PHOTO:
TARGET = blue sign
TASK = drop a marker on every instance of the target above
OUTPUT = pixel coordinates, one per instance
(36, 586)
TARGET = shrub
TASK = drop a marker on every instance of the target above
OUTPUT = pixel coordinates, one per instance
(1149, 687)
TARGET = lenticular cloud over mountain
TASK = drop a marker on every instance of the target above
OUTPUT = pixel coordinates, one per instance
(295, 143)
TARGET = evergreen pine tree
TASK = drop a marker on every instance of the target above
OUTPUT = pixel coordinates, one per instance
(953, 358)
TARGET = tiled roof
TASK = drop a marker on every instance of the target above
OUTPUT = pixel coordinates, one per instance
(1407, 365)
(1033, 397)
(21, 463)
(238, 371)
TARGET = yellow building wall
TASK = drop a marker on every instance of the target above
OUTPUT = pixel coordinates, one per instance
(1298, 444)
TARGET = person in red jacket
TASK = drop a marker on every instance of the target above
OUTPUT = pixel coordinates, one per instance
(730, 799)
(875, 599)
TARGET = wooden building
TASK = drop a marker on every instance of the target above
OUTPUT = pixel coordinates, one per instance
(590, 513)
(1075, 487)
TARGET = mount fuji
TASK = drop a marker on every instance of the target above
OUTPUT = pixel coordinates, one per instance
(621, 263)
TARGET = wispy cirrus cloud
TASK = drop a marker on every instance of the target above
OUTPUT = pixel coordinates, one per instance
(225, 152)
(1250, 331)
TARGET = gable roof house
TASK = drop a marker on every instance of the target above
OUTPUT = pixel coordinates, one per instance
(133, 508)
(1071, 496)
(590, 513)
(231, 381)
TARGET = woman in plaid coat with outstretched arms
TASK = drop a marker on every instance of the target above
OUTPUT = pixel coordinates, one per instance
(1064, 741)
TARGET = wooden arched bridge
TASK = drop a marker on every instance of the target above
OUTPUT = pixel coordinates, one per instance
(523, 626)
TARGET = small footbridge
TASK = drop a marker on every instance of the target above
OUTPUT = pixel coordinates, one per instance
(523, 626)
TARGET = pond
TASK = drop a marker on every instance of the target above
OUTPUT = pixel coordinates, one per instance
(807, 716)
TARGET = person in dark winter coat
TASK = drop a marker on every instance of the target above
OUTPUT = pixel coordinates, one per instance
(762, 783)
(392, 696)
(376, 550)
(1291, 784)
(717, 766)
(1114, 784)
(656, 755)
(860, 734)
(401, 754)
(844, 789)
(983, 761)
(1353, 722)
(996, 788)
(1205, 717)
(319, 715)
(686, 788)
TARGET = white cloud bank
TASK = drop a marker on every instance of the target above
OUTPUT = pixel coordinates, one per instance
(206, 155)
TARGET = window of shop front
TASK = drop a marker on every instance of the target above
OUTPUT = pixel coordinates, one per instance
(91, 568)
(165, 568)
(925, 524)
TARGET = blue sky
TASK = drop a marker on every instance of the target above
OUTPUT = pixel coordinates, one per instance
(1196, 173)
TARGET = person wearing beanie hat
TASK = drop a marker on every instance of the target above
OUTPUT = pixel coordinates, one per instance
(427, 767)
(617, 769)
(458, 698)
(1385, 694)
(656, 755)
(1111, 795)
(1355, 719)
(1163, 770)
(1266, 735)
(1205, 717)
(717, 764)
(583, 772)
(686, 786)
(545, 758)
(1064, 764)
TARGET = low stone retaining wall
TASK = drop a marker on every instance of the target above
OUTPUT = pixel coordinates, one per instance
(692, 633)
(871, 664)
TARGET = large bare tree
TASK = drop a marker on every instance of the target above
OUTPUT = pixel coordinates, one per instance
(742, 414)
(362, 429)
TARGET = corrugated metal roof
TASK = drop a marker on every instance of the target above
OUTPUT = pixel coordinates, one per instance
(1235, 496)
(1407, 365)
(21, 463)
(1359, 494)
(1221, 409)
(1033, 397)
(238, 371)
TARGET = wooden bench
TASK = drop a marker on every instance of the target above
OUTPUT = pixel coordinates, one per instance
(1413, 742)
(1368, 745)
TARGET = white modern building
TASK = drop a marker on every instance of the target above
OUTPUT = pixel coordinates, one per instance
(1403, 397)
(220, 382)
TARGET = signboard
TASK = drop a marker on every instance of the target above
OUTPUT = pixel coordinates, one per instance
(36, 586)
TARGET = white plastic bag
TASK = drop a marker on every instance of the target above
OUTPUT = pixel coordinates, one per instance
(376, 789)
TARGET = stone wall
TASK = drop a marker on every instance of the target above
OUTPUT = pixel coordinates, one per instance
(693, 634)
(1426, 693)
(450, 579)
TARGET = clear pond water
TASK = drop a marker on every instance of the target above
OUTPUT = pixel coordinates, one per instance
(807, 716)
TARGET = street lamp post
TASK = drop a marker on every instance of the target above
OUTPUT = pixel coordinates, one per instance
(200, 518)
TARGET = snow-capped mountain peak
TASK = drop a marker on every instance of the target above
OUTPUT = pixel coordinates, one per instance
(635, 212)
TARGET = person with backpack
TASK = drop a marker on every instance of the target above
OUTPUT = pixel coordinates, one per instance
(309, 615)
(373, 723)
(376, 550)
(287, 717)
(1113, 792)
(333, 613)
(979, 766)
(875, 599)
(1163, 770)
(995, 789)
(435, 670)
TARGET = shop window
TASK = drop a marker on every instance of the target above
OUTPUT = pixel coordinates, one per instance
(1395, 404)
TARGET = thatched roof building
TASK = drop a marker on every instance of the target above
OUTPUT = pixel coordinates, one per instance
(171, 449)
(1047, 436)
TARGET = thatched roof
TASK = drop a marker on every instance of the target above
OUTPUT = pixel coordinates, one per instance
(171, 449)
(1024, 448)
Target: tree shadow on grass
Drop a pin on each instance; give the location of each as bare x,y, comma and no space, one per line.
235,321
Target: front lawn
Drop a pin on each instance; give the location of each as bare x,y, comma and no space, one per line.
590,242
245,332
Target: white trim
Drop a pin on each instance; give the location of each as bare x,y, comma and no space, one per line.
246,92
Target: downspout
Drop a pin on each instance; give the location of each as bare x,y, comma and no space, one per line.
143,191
__________
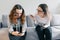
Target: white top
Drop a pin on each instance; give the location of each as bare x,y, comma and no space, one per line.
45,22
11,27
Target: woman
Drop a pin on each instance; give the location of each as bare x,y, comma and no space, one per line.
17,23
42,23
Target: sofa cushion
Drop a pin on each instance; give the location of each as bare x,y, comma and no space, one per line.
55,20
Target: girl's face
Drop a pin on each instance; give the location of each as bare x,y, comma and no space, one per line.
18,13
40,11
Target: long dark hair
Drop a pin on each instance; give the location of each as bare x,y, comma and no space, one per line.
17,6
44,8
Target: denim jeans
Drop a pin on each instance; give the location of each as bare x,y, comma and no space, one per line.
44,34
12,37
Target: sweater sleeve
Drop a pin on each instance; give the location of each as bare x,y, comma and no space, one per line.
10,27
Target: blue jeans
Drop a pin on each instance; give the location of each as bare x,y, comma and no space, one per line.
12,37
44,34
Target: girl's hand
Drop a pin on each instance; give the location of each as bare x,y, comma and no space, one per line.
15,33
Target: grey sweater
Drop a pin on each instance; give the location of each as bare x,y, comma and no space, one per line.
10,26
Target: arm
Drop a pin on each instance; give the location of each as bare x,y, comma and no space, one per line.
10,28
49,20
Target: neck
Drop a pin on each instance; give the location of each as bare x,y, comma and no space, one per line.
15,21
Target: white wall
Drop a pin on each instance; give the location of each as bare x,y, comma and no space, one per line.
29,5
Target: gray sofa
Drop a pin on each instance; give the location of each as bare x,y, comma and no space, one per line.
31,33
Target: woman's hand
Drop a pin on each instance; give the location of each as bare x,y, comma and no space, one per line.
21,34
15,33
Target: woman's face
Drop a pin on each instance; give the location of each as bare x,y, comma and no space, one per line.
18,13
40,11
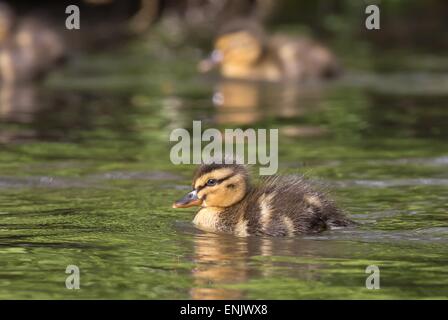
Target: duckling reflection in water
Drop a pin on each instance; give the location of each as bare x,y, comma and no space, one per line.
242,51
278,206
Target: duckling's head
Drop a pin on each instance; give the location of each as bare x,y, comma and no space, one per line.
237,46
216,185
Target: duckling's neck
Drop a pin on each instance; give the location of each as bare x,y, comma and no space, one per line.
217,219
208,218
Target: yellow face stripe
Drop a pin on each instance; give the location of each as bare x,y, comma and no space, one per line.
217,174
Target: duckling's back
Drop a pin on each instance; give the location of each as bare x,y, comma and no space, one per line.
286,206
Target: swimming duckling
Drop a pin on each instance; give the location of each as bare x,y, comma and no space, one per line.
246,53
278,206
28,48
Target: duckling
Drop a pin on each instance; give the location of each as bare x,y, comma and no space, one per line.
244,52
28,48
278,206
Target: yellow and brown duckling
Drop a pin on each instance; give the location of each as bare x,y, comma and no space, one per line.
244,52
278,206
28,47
__________
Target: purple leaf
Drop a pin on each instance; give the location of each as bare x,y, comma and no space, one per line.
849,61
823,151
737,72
__________
## Exercise description
Which lines above contain the word "yellow"? Show each of them.

## Result
TARGET = yellow building wall
Target: yellow face stripe
Target: yellow and brown duckling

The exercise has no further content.